**Supplied material**
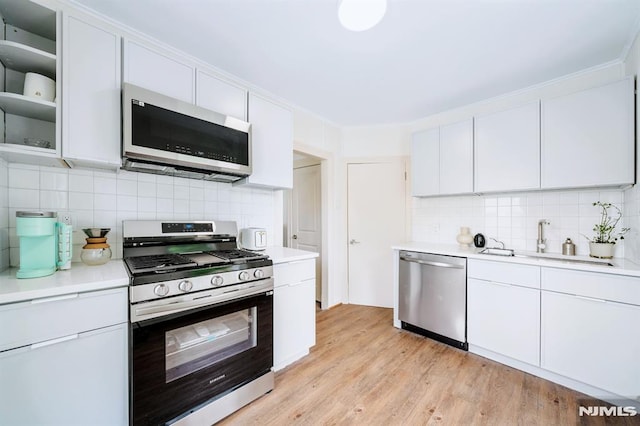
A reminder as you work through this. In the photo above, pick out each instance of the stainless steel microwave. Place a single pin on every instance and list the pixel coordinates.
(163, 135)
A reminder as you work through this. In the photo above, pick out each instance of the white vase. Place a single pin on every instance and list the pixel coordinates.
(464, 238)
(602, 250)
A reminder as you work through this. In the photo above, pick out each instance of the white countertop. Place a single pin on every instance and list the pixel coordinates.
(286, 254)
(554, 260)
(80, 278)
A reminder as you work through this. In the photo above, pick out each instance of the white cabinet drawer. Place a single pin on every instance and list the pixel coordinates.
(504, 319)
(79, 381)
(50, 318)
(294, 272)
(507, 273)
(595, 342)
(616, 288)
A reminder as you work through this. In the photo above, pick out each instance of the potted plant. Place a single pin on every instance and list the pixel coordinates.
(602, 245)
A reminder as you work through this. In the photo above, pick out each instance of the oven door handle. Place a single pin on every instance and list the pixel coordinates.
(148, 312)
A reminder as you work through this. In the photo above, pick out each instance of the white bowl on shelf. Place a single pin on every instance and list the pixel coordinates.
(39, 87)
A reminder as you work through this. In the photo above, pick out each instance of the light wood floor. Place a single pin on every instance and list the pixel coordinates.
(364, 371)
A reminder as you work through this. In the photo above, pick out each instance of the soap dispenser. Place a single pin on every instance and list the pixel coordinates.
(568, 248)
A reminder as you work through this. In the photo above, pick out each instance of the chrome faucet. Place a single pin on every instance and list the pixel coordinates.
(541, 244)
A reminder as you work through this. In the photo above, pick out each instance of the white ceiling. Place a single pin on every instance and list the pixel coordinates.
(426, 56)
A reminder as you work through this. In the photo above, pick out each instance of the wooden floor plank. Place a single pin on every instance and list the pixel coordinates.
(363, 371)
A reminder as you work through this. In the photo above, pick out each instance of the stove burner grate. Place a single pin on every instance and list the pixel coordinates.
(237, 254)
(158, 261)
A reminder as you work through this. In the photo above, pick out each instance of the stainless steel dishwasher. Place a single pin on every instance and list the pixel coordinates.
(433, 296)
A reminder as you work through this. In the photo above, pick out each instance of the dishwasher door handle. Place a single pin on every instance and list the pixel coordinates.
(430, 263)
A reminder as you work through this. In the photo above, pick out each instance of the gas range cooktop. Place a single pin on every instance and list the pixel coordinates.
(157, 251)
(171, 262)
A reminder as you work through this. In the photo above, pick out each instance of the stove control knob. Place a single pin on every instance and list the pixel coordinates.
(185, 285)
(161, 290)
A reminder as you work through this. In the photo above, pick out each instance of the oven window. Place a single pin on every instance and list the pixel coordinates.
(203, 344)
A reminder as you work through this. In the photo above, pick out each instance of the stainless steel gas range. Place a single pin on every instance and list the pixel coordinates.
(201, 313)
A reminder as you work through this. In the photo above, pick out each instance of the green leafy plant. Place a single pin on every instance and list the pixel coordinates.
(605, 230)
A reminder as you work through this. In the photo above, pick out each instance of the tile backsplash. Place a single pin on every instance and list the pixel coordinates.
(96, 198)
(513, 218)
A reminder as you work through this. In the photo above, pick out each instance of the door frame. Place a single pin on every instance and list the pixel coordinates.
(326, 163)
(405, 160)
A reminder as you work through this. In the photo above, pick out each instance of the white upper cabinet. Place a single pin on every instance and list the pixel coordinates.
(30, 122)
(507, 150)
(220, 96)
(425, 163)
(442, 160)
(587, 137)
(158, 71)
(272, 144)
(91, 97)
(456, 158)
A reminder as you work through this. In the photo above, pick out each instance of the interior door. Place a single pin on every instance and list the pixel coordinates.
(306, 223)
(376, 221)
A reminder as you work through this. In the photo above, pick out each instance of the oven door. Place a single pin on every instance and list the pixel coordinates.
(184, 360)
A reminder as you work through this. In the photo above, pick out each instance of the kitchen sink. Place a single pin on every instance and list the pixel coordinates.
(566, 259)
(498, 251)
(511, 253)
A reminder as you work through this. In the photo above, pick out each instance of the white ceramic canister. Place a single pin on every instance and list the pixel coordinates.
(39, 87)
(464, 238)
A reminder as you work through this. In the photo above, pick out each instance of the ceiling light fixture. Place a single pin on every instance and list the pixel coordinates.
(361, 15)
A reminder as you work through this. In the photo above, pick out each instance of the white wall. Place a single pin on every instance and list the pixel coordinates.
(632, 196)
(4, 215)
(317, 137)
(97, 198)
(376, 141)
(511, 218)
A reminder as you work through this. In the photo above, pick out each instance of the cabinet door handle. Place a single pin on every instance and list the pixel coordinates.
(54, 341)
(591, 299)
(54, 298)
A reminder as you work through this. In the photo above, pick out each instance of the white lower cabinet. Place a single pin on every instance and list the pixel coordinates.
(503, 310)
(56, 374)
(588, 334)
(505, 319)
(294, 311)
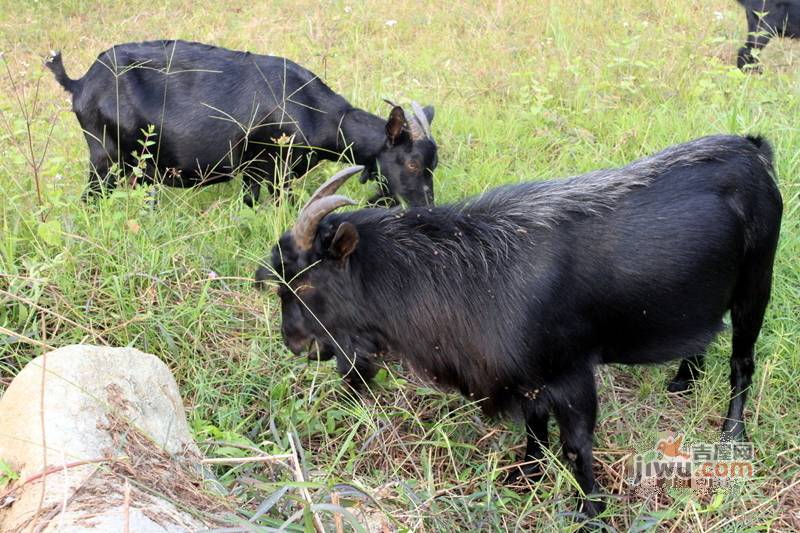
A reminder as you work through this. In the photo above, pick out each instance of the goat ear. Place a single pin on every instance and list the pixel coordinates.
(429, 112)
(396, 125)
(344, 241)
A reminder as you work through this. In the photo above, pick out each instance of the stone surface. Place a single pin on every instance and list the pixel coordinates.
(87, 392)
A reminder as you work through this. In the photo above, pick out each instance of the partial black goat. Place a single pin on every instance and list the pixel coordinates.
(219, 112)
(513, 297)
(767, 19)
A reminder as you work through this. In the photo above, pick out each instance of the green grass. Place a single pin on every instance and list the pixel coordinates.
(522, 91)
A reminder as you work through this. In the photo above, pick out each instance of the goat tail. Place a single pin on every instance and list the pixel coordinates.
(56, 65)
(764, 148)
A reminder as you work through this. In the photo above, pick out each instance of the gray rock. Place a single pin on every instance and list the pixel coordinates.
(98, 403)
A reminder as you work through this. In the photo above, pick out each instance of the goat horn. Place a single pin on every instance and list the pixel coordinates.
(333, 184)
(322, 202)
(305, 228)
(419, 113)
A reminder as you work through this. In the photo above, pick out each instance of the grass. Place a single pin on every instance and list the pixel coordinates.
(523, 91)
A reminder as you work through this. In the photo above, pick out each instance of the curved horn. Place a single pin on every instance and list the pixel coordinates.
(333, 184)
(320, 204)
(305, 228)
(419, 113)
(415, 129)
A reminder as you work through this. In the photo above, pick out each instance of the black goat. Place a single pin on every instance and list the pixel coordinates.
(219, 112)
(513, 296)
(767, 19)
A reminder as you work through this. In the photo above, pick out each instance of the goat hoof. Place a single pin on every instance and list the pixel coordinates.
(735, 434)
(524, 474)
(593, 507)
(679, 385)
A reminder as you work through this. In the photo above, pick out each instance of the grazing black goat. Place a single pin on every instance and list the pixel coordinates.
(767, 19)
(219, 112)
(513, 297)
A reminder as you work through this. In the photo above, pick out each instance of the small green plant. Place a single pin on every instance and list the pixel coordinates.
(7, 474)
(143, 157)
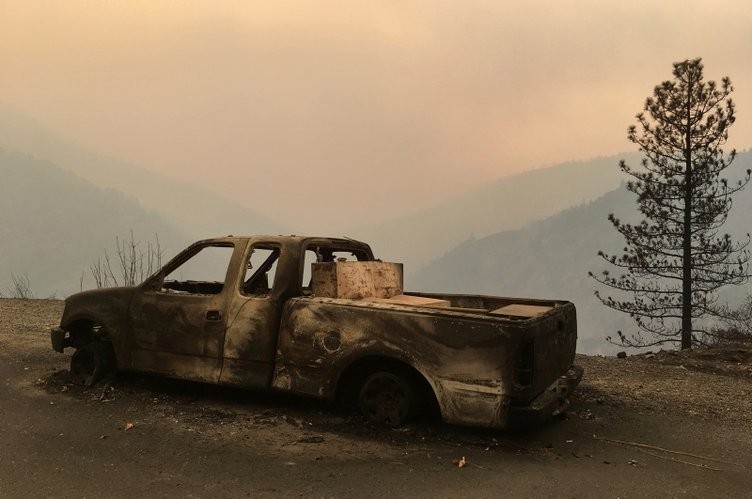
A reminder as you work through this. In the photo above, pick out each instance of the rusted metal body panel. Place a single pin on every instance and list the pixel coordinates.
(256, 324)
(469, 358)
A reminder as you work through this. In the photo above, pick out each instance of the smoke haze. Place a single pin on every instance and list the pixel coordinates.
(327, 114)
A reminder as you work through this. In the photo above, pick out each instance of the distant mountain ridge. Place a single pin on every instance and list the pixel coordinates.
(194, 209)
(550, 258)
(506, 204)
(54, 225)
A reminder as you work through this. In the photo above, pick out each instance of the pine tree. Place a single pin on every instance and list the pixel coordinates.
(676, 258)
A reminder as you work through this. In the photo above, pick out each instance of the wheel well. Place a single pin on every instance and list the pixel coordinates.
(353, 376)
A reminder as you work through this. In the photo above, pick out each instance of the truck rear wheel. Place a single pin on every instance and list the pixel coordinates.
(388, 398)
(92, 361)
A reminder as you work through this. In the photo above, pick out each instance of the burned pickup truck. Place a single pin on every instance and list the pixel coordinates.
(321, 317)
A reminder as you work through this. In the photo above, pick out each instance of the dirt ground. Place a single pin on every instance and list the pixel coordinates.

**Stated problem**
Repeat the line that contains "of the smoke", then every line after it until the records end, with nothing added.

**Right answer**
A reminder as you work through this. In the photo above, pick out each instance of the smoke haze. Place a single pin on every instance and list the pixel coordinates.
(327, 114)
A reminder as you work through this. In the photo above, pick out each instance of the distant mountain ridge. Place a single pin on every instance and list the pixel coordinates.
(194, 209)
(550, 258)
(506, 204)
(54, 225)
A reminder as you work through this. In the photo above, pick out each instance of the pine tree. Place a single pin on every instance and list the pixel coordinates.
(676, 258)
A reminder as you work through this. In the photo above, pick out each instance of the wheel well. Place a single pin on every instance and list the pixel coordinates.
(353, 376)
A reminder as you work through this. In the photo above, pick out each instance of the truck rear wheel. Place a single pin on every instance and list the pixel coordinates.
(388, 398)
(92, 361)
A reminder as you work through this. In the photo above, pick out each instance of the burned pickup truck. Place a single pin on every instance and list the pixel coordinates.
(321, 317)
A reminder as you work through this. In the photo above, pick out each instance of the dirt ground. Place a single pin on every instance and list the pixel coordinates.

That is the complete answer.